Quoted passage:
____________________

After The Bell: Banks shine post SC verdict; what should investors do on Wednesday?

Market Outlook

Indian market bounced back on March 23 after closing flat in the previous trading session, supported by a rally in the banking space post the Supreme Court verdict on the moratorium.

Bulls took control of D-Street pushing the Nifty50 above 14,800 while the S&P BSE Sensex closed above 50,000.

Let’s look at the final tally on D-Street – the S&P BSE Sensex rose 280 points to 50,051 while the Nifty50 closed 78 points higher at 14,814.

In terms of sectors, buying was seen in banks, industrials, energy, and realty stocks. The Nifty Mid-cap index rose nearly 1 percent while the S&P BSE Small-cap index gained 0.7 percent. The NiftyBank rose 1.7 percent at 34,184.

“Markets continue to trade volatile and ended half a percent higher. After a sluggish opening, the benchmark oscillated in a range initially however the SC judgment on the moratorium case lifted sentiment as the day progressed,” Ajit Mishra, VP – Research, Religare Broking Ltd told Moneycontrol.

“We feel banking might help the index to inch further higher but negative sentiment due to the rise in the COVID cases and mixed global cues would cap the upside. We reiterate our cautious approach and suggest preferring hedged positions,” he said.

____________________

Exercise directions:
Copy the market report above about banks rallying after the Supreme Court verdict, word for word and in full.

____________________

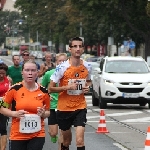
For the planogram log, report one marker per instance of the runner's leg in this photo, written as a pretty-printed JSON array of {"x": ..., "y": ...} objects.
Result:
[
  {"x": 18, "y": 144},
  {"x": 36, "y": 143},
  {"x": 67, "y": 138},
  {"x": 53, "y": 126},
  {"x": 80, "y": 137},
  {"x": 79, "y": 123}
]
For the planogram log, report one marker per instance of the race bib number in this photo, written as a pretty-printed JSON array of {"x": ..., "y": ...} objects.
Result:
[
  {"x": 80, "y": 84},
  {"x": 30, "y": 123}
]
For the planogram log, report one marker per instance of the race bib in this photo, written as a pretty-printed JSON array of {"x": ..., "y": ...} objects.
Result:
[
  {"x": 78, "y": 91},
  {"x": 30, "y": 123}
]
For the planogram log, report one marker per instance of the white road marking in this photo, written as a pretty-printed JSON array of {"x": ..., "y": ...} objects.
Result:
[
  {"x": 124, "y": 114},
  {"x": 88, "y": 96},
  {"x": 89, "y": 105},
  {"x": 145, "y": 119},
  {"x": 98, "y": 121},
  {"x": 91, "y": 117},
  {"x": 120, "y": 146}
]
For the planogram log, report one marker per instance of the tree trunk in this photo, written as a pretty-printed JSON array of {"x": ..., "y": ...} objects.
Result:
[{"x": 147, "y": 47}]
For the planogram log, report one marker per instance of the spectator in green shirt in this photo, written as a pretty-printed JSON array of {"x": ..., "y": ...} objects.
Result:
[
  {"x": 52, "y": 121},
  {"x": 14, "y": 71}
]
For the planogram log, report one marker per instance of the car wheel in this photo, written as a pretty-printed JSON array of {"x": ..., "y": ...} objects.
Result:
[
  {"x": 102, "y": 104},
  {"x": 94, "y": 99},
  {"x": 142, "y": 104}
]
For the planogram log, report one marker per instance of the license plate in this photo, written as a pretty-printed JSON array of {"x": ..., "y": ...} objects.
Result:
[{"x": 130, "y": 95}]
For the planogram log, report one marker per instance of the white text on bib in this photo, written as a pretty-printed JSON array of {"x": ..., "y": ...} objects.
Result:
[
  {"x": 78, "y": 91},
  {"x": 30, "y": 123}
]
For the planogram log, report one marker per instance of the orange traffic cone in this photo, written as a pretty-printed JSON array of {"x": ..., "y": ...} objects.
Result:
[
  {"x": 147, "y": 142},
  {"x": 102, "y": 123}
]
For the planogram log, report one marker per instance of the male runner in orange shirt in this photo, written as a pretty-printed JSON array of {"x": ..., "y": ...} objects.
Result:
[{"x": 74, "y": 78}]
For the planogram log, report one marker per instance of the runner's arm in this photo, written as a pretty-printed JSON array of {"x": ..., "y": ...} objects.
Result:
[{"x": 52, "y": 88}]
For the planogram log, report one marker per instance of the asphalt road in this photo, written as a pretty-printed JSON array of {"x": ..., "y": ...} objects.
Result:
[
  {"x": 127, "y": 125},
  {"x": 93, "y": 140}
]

____________________

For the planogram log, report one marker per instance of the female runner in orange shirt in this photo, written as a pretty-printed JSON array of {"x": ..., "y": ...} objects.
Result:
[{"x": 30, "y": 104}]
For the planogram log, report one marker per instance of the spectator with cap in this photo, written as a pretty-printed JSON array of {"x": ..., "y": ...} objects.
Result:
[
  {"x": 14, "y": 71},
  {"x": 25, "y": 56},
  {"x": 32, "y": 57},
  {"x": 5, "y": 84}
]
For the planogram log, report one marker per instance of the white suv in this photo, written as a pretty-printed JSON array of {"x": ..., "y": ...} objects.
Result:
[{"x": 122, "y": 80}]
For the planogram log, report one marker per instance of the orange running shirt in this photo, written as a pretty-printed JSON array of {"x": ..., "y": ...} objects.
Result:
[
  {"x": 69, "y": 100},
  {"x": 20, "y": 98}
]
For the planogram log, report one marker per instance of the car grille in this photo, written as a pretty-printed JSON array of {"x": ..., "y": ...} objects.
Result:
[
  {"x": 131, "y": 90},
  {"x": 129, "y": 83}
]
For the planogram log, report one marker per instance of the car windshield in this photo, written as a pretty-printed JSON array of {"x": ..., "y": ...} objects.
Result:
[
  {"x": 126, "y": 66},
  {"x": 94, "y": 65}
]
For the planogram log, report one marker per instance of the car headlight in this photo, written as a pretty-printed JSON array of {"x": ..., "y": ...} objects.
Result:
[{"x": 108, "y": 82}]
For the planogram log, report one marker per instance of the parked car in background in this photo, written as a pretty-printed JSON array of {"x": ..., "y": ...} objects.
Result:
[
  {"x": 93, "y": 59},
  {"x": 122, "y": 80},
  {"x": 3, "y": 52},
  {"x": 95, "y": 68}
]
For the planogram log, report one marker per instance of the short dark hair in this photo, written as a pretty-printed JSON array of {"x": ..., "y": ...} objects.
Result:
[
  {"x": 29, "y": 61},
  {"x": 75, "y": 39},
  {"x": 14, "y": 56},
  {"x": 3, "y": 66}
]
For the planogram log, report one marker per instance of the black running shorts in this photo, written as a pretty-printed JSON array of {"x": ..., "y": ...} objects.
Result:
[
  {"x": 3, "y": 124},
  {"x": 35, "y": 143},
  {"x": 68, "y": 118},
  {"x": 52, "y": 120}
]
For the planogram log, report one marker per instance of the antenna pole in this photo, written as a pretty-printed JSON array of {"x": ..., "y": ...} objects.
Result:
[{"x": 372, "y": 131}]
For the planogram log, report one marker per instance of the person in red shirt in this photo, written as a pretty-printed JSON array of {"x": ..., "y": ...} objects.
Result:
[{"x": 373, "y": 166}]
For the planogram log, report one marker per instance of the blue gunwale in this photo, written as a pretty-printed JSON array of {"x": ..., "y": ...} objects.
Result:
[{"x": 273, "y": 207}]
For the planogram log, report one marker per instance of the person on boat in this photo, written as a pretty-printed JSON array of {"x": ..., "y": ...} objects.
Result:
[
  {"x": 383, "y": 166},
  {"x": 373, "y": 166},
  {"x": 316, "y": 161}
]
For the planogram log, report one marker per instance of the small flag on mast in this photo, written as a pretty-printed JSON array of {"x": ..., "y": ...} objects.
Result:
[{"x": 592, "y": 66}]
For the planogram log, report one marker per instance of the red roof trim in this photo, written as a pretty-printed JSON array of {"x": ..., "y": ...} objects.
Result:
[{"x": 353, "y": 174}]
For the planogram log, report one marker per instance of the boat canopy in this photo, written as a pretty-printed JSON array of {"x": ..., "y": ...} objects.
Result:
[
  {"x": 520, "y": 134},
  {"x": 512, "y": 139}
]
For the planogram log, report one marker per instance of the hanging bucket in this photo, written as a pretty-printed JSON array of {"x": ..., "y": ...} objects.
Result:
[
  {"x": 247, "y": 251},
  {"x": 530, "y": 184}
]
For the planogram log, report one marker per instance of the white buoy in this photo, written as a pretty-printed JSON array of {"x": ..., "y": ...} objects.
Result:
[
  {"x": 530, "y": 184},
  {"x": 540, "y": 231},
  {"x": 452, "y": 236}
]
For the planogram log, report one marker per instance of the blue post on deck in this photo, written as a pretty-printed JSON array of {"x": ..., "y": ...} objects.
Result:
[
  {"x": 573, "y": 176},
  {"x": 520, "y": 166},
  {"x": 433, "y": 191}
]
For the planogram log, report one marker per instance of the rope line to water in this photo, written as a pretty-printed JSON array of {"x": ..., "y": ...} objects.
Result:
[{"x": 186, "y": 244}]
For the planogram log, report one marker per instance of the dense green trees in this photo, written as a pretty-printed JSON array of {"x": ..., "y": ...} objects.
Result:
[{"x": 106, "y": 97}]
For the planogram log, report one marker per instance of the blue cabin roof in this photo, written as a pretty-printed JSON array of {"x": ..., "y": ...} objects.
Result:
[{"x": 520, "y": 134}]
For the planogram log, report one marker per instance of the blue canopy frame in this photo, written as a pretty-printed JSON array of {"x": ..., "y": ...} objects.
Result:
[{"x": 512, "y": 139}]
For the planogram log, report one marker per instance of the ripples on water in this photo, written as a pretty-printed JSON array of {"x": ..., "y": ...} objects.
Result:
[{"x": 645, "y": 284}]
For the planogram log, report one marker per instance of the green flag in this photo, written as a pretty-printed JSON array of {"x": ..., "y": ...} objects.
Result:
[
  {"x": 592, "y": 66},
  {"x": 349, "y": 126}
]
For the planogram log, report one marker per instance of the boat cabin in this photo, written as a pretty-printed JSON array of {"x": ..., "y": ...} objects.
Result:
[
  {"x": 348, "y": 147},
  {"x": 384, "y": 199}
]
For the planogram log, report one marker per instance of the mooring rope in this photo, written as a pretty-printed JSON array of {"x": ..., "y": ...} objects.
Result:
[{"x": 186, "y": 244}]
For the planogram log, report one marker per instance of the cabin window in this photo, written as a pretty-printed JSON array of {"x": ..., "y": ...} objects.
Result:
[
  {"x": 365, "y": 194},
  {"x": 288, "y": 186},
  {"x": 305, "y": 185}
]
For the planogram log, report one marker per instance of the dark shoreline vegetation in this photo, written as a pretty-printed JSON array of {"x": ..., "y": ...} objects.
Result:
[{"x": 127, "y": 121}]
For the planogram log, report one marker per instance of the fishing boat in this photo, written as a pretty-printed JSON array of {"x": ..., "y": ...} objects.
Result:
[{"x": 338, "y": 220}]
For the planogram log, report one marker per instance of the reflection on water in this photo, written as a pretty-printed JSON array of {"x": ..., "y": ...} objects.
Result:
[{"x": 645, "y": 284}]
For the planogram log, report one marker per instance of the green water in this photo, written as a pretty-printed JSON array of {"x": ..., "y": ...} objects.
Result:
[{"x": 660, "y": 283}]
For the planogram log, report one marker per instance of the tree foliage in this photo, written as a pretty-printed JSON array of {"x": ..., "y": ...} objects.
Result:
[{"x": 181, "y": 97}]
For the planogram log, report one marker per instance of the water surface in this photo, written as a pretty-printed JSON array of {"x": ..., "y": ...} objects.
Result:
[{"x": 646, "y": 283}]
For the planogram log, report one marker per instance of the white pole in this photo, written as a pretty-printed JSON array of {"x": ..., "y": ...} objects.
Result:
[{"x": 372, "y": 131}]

____________________

Solution for this exercise:
After The Bell: Banks shine post SC verdict; what should investors do on Wednesday?

Market Outlook

Indian market bounced back on March 23 after closing flat in the previous trading session, supported by a rally in the banking space post the Supreme Court verdict on the moratorium.

Bulls took control of D-Street pushing the Nifty50 above 14,800 while the S&P BSE Sensex closed above 50,000.

Let’s look at the final tally on D-Street – the S&P BSE Sensex rose 280 points to 50,051 while the Nifty50 closed 78 points higher at 14,814.

In terms of sectors, buying was seen in banks, industrials, energy, and realty stocks. The Nifty Mid-cap index rose nearly 1 percent while the S&P BSE Small-cap index gained 0.7 percent. The NiftyBank rose 1.7 percent at 34,184.

“Markets continue to trade volatile and ended half a percent higher. After a sluggish opening, the benchmark oscillated in a range initially however the SC judgment on the moratorium case lifted sentiment as the day progressed,” Ajit Mishra, VP – Research, Religare Broking Ltd told Moneycontrol.

“We feel banking might help the index to inch further higher but negative sentiment due to the rise in the COVID cases and mixed global cues would cap the upside. We reiterate our cautious approach and suggest preferring hedged positions,” he said.